# WORK REQUIRED:
Please return each of the entries exactly, minus their pictures.

# RECORD SET:

((

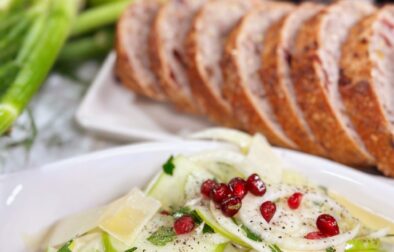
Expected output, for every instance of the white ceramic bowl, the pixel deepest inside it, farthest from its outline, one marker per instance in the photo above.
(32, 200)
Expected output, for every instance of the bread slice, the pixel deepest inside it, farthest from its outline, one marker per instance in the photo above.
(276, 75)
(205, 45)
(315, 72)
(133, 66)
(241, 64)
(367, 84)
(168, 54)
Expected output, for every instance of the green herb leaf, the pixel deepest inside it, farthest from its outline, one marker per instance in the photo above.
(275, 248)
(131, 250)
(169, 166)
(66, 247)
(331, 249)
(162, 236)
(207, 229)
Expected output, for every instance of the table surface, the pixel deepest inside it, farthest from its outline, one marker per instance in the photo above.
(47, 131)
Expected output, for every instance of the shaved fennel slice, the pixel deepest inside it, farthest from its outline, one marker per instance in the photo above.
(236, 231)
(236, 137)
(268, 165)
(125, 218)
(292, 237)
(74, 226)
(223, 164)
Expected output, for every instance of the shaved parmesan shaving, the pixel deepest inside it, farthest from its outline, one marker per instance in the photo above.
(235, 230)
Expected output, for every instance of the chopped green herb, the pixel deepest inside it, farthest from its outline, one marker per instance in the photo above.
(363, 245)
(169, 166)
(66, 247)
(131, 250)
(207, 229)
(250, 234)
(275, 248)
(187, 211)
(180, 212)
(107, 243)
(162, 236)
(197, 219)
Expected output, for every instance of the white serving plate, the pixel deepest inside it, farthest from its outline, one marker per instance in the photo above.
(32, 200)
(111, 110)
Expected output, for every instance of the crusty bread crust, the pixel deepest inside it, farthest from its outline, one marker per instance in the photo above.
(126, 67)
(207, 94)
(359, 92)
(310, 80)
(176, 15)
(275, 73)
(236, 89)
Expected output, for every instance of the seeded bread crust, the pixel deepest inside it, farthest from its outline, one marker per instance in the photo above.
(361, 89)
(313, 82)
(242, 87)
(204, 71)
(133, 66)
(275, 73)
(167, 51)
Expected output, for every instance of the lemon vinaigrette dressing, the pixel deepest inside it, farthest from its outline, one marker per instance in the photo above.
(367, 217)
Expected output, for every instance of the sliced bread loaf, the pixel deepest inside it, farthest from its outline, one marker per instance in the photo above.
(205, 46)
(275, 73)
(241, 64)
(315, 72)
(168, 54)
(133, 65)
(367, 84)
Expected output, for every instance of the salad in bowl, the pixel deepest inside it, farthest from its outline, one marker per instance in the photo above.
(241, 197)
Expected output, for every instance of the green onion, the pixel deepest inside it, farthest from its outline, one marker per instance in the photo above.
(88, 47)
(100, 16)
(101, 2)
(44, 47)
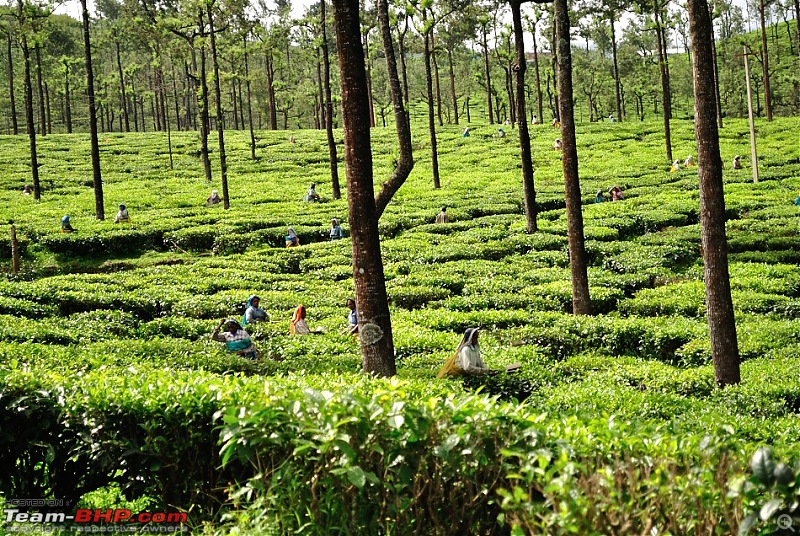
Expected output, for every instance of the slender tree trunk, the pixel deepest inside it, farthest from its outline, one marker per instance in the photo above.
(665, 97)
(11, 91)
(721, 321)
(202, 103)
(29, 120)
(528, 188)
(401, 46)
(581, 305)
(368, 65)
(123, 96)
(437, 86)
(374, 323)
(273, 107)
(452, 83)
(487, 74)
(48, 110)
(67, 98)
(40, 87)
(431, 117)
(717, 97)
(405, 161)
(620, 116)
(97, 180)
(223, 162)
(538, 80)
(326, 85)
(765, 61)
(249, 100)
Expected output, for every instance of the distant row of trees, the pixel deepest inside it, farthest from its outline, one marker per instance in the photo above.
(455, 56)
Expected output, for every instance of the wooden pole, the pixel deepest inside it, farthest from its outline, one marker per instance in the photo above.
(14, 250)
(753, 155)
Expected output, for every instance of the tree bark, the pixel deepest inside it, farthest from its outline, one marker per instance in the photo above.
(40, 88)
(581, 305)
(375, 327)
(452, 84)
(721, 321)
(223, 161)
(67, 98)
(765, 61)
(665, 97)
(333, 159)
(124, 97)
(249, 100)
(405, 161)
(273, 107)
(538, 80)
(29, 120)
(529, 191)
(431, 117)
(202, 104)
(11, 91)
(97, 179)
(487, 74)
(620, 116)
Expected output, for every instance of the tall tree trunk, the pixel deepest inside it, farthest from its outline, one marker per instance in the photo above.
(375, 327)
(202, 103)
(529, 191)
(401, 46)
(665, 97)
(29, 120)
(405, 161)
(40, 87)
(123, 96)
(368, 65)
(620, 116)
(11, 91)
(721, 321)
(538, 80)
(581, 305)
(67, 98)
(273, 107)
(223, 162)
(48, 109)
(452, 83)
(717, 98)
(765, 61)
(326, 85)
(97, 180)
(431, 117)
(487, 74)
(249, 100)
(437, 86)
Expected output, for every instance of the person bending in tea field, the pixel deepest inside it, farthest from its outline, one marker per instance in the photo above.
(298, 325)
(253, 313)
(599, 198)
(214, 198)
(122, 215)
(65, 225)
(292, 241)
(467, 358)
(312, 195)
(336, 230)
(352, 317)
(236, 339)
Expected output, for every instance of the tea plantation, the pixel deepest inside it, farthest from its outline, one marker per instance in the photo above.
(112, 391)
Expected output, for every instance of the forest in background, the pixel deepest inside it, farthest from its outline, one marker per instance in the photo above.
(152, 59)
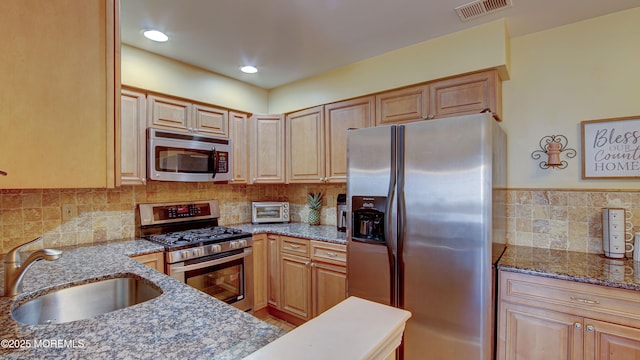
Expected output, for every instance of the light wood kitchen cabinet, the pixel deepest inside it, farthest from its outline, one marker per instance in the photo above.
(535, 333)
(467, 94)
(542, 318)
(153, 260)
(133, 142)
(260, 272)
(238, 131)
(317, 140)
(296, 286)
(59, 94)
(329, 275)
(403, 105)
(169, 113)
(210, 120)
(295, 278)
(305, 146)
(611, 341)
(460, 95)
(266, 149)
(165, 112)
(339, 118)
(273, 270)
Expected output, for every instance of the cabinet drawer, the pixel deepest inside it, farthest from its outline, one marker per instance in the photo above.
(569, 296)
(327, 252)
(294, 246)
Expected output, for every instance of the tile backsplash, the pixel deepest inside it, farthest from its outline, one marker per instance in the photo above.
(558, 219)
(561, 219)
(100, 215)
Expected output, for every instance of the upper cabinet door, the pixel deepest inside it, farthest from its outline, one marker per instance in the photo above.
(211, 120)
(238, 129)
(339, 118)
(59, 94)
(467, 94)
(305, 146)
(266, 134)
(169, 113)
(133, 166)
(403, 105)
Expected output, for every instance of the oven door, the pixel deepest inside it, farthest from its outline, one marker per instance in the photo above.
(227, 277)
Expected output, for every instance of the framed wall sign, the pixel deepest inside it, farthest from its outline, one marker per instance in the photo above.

))

# YOUR SOLUTION:
Expected output, for every instance of the white ceramic bowl, the pixel deepest inside it, farthest from its outline, one marker per instance in the photo above.
(32, 200)
Expected output, for every instance of the bread slice, the pixel deepest inside it, farthest from its outline, one marker per instance in the photo above.
(276, 75)
(205, 45)
(315, 72)
(133, 66)
(241, 64)
(367, 84)
(168, 54)
Expected output, for every instance of the green herb leaf, the pixel deepest inside it, farthest from its outline, one marker per instance in the photo above.
(275, 248)
(131, 250)
(169, 166)
(66, 247)
(331, 249)
(162, 236)
(207, 229)
Expected output, for every instance of the table surface, the pixel deepest inside it, farthest from its outline, one marker per instance in the photo above.
(47, 131)
Expected output, for every instance of the shaved fennel slice, the pixel deepest inside it, farthest from its outline, one marker per instance in the photo above.
(236, 231)
(236, 137)
(268, 165)
(125, 218)
(292, 237)
(74, 226)
(223, 164)
Expected output, for every instance of the shaved parmesan shaving, the pixel deepest inside it, farthest from its outline, one marker per instance in the photo above.
(235, 230)
Expected output, for every instance of the chopped green herb, the pixel deepest inside it, farthest from its outline, one marker per instance in the photo above.
(363, 245)
(169, 166)
(66, 247)
(131, 250)
(207, 229)
(250, 234)
(275, 248)
(187, 211)
(180, 212)
(107, 243)
(162, 236)
(197, 219)
Expected output, for every instance of the white serving plate, the pixel deepest inside it, farthest from its outline, one marker per instance in the photo above.
(32, 200)
(111, 110)
Expected output, for every instance of the crusty bread crust, the pixel deepest inside it, farthest from its outline, one marker per instance in the photo above.
(126, 67)
(207, 94)
(359, 92)
(310, 80)
(176, 15)
(275, 73)
(236, 89)
Expected output, for every instance of the seeded bread crust, the pixel deepest inside it, farthest from its outline, one marker per instance in the photo above.
(361, 89)
(313, 82)
(242, 87)
(204, 71)
(133, 66)
(275, 73)
(167, 51)
Expected output, for every instance of the lemon vinaigrette dressing, the pixel deepest inside it, farthest from its outline, one marker per instance in the photo above.
(367, 217)
Expected output, for every instance of the sliced bread loaf, the pixel deepest inside it, farthest from its outline, one marker per instance in the photo above.
(205, 46)
(275, 73)
(241, 64)
(315, 72)
(168, 54)
(133, 65)
(367, 84)
Expected output, for every instance of the salad in bowl, the pixel deepest inside it, farthest from its outline, one marker per instance in the photo above.
(241, 197)
Expected output, for every instance of the green onion, the pixel deepest inside it, farthest from its outline, one marker per instance in the photo above.
(88, 47)
(100, 16)
(101, 2)
(44, 47)
Expected output, for every instance of the slender tree trunk, the pixel deepest inside it, farthest from its outline, one marker per instance in the photo above.
(665, 97)
(11, 91)
(721, 321)
(202, 103)
(29, 120)
(528, 188)
(401, 46)
(581, 305)
(368, 65)
(123, 96)
(437, 86)
(374, 323)
(273, 107)
(452, 83)
(487, 74)
(48, 110)
(67, 98)
(40, 87)
(431, 117)
(717, 97)
(405, 161)
(620, 116)
(97, 180)
(223, 162)
(538, 80)
(326, 85)
(765, 61)
(249, 100)
Expected output, for every instance of the distant row of trees, the pixel deepest inside it, farthest from its outline, one marker per instance in the photo above.
(455, 56)
Expected output, for every instance of the wooden pole, the pixel deepest inside it, farthest from its outline, one marker per instance in the photo above.
(14, 250)
(753, 155)
Expected output, for every instance of the tree bark, the pixel deepest inside it, farthest from its outline, one marker per instance in the photo above.
(40, 88)
(581, 305)
(375, 327)
(452, 84)
(721, 321)
(223, 161)
(67, 98)
(765, 61)
(665, 97)
(333, 159)
(124, 97)
(249, 100)
(405, 161)
(273, 107)
(538, 80)
(29, 120)
(529, 191)
(431, 117)
(202, 104)
(11, 91)
(97, 179)
(487, 74)
(620, 116)
Expected output, for every instance of the tall tree trunk, the pixel deepest inside it, farthest from its outline, one marker per instance in the photo above.
(375, 327)
(202, 103)
(529, 191)
(401, 46)
(665, 97)
(29, 120)
(405, 161)
(40, 87)
(123, 96)
(368, 65)
(620, 116)
(11, 91)
(721, 321)
(538, 80)
(581, 305)
(67, 98)
(273, 107)
(223, 162)
(48, 109)
(452, 83)
(717, 98)
(765, 61)
(326, 85)
(97, 180)
(431, 117)
(487, 74)
(249, 100)
(437, 86)
Expected output, for every instance of the person bending in tea field, the pixel deepest inside it, farthest from its outline, one marker per instance in the photo above.
(298, 325)
(253, 313)
(599, 198)
(214, 198)
(122, 215)
(65, 225)
(292, 241)
(467, 358)
(312, 195)
(336, 230)
(352, 317)
(236, 339)
Expected output, for every instance of the tea plantation, the pixel deepest inside it, farthest from its outline, one marker per instance in the photo above.
(112, 391)
Expected output, for every instance of the forest in background, the pixel deepest inside it, farthest from its outline, one marker per instance in the photo above.
(152, 59)
Expected output, for every instance of the light wood kitchen cabinet, the pixel deepest inside it, farthest from its outline, one marker per instance in the photo above.
(535, 333)
(467, 94)
(542, 318)
(153, 260)
(133, 142)
(260, 272)
(238, 131)
(317, 140)
(296, 286)
(59, 94)
(329, 275)
(403, 105)
(169, 113)
(210, 120)
(295, 278)
(305, 146)
(611, 341)
(460, 95)
(266, 149)
(165, 112)
(339, 118)
(273, 270)
Expected output, for every instance of the cabinet drawer, the pixel deepest inside it, farthest from its outline, one marker per instance in the photo above.
(569, 296)
(327, 252)
(294, 246)
Expected output, for every instance of the tile backsplash, the pixel deepest inside it, farthest from its outline, one marker per instance in the photo above.
(558, 219)
(561, 219)
(100, 215)
Expected output, for every instance of the upper cabinet door, the pixel deepest inside it, farthest from its outline, one marker per instance in the photo above.
(211, 120)
(238, 129)
(339, 118)
(59, 94)
(467, 94)
(305, 146)
(266, 134)
(169, 113)
(133, 166)
(403, 105)
Expected output, for every instance of the oven door, the pixel deepest inside it, farthest from its outline, one marker per instance in the photo above.
(227, 277)
Expected output, for every instance of the framed wall sign, the pixel deepest inside it, farthest from its outline, one marker per instance in the photo above.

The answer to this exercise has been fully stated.